Task directions: Repeat the data that follows in full. Do not include the pictures.

————

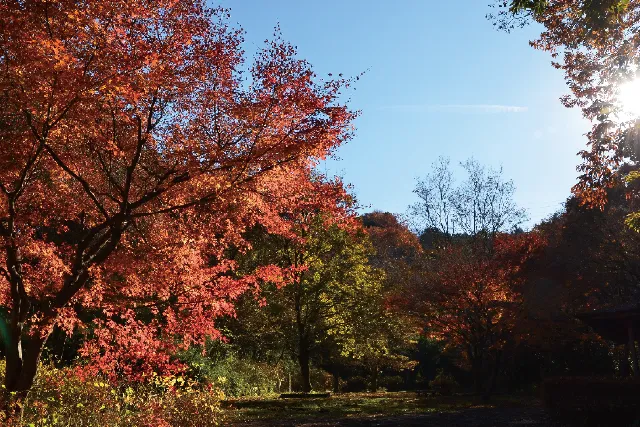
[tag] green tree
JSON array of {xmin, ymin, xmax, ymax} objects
[{"xmin": 236, "ymin": 214, "xmax": 387, "ymax": 393}]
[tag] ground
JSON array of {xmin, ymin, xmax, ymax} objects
[{"xmin": 224, "ymin": 392, "xmax": 562, "ymax": 426}]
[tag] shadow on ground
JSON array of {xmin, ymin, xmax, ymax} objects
[{"xmin": 225, "ymin": 392, "xmax": 562, "ymax": 427}]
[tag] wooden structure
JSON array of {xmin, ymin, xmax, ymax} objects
[{"xmin": 577, "ymin": 302, "xmax": 640, "ymax": 377}]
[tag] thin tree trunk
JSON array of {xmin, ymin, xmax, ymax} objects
[
  {"xmin": 629, "ymin": 324, "xmax": 639, "ymax": 377},
  {"xmin": 294, "ymin": 277, "xmax": 312, "ymax": 393},
  {"xmin": 332, "ymin": 370, "xmax": 340, "ymax": 393},
  {"xmin": 621, "ymin": 343, "xmax": 631, "ymax": 377},
  {"xmin": 370, "ymin": 365, "xmax": 379, "ymax": 392}
]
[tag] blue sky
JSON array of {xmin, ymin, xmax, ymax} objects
[{"xmin": 217, "ymin": 0, "xmax": 591, "ymax": 227}]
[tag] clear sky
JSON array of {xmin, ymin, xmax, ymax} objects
[{"xmin": 216, "ymin": 0, "xmax": 591, "ymax": 228}]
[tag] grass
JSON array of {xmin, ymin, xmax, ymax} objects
[{"xmin": 223, "ymin": 392, "xmax": 541, "ymax": 425}]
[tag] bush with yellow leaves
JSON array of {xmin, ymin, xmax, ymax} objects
[{"xmin": 0, "ymin": 361, "xmax": 225, "ymax": 426}]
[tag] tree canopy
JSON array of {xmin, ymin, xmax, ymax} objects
[
  {"xmin": 0, "ymin": 0, "xmax": 355, "ymax": 402},
  {"xmin": 1, "ymin": 2, "xmax": 637, "ymax": 423},
  {"xmin": 490, "ymin": 0, "xmax": 640, "ymax": 212}
]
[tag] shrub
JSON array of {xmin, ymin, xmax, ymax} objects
[
  {"xmin": 19, "ymin": 367, "xmax": 127, "ymax": 426},
  {"xmin": 310, "ymin": 368, "xmax": 333, "ymax": 392},
  {"xmin": 380, "ymin": 375, "xmax": 405, "ymax": 392},
  {"xmin": 180, "ymin": 347, "xmax": 288, "ymax": 397},
  {"xmin": 428, "ymin": 369, "xmax": 458, "ymax": 395},
  {"xmin": 542, "ymin": 376, "xmax": 640, "ymax": 426},
  {"xmin": 151, "ymin": 377, "xmax": 225, "ymax": 427},
  {"xmin": 0, "ymin": 361, "xmax": 224, "ymax": 426},
  {"xmin": 343, "ymin": 376, "xmax": 369, "ymax": 393}
]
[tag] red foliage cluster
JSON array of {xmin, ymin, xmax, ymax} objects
[
  {"xmin": 0, "ymin": 0, "xmax": 356, "ymax": 389},
  {"xmin": 423, "ymin": 233, "xmax": 546, "ymax": 362}
]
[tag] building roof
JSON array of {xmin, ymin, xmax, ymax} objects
[{"xmin": 576, "ymin": 302, "xmax": 640, "ymax": 344}]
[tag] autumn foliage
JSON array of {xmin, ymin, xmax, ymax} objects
[
  {"xmin": 1, "ymin": 1, "xmax": 636, "ymax": 423},
  {"xmin": 0, "ymin": 0, "xmax": 355, "ymax": 408},
  {"xmin": 493, "ymin": 0, "xmax": 640, "ymax": 208},
  {"xmin": 420, "ymin": 232, "xmax": 546, "ymax": 394}
]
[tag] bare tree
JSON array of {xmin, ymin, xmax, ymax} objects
[
  {"xmin": 410, "ymin": 157, "xmax": 527, "ymax": 238},
  {"xmin": 409, "ymin": 157, "xmax": 456, "ymax": 235}
]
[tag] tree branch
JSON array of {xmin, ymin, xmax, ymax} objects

————

Solution to this task:
[tag] green tree
JSON array of {xmin, ymin, xmax, ymax} objects
[{"xmin": 236, "ymin": 214, "xmax": 387, "ymax": 393}]
[tag] ground
JSON array of {xmin, ymin, xmax, ymax} objects
[{"xmin": 224, "ymin": 392, "xmax": 562, "ymax": 426}]
[tag] shadow on ground
JSON array of {xmin, ymin, xmax, ymax} objects
[{"xmin": 225, "ymin": 392, "xmax": 562, "ymax": 427}]
[tag] wooden structure
JSON array of {xmin, ymin, xmax, ymax} objects
[{"xmin": 577, "ymin": 302, "xmax": 640, "ymax": 377}]
[tag] thin tree trunk
JSON array of {xmin, ymin, xmax, ymax} objects
[
  {"xmin": 629, "ymin": 324, "xmax": 639, "ymax": 377},
  {"xmin": 294, "ymin": 277, "xmax": 312, "ymax": 393},
  {"xmin": 332, "ymin": 370, "xmax": 340, "ymax": 393},
  {"xmin": 621, "ymin": 343, "xmax": 631, "ymax": 377},
  {"xmin": 370, "ymin": 365, "xmax": 379, "ymax": 392}
]
[tag] blue sky
JSON array of {xmin, ymin, xmax, ymax} objects
[{"xmin": 217, "ymin": 0, "xmax": 591, "ymax": 227}]
[tag] clear sky
JSON array of {xmin, ymin, xmax, ymax} objects
[{"xmin": 216, "ymin": 0, "xmax": 591, "ymax": 228}]
[tag] grass
JSON array of {xmin, ymin, xmax, ymax} objects
[{"xmin": 223, "ymin": 392, "xmax": 541, "ymax": 425}]
[tag] bush with yellow leaves
JSON array of {xmin, ymin, xmax, ymax} objects
[{"xmin": 0, "ymin": 361, "xmax": 225, "ymax": 426}]
[tag] tree canopy
JSON array of {xmin, ymin, xmax, ymax} objects
[
  {"xmin": 0, "ymin": 0, "xmax": 355, "ymax": 402},
  {"xmin": 1, "ymin": 2, "xmax": 637, "ymax": 423},
  {"xmin": 490, "ymin": 0, "xmax": 640, "ymax": 212}
]
[tag] shrub
JSON array of {xmin, ymin, xmax, ymax} objects
[
  {"xmin": 19, "ymin": 367, "xmax": 127, "ymax": 426},
  {"xmin": 310, "ymin": 368, "xmax": 333, "ymax": 392},
  {"xmin": 380, "ymin": 375, "xmax": 405, "ymax": 392},
  {"xmin": 180, "ymin": 347, "xmax": 288, "ymax": 397},
  {"xmin": 428, "ymin": 369, "xmax": 458, "ymax": 395},
  {"xmin": 542, "ymin": 376, "xmax": 640, "ymax": 426},
  {"xmin": 151, "ymin": 377, "xmax": 225, "ymax": 427},
  {"xmin": 0, "ymin": 361, "xmax": 224, "ymax": 426},
  {"xmin": 343, "ymin": 376, "xmax": 369, "ymax": 393}
]
[tag] red foliage cluster
JSON array of {xmin, ymin, xmax, ymax} objects
[
  {"xmin": 0, "ymin": 0, "xmax": 356, "ymax": 389},
  {"xmin": 423, "ymin": 233, "xmax": 546, "ymax": 362}
]
[tag] building roof
JSON array of {xmin, ymin, xmax, ymax} objects
[{"xmin": 576, "ymin": 302, "xmax": 640, "ymax": 344}]
[tag] autumn foliage
JSON array of {xmin, ymin, xmax, ymax} objects
[
  {"xmin": 1, "ymin": 1, "xmax": 636, "ymax": 423},
  {"xmin": 0, "ymin": 0, "xmax": 355, "ymax": 408},
  {"xmin": 493, "ymin": 0, "xmax": 640, "ymax": 208},
  {"xmin": 420, "ymin": 232, "xmax": 546, "ymax": 394}
]
[tag] bare tree
JSON array of {xmin, ymin, xmax, ymax} objects
[
  {"xmin": 410, "ymin": 157, "xmax": 527, "ymax": 238},
  {"xmin": 409, "ymin": 157, "xmax": 456, "ymax": 235}
]
[tag] tree branch
JSON array of {xmin, ymin, xmax, ymax} objects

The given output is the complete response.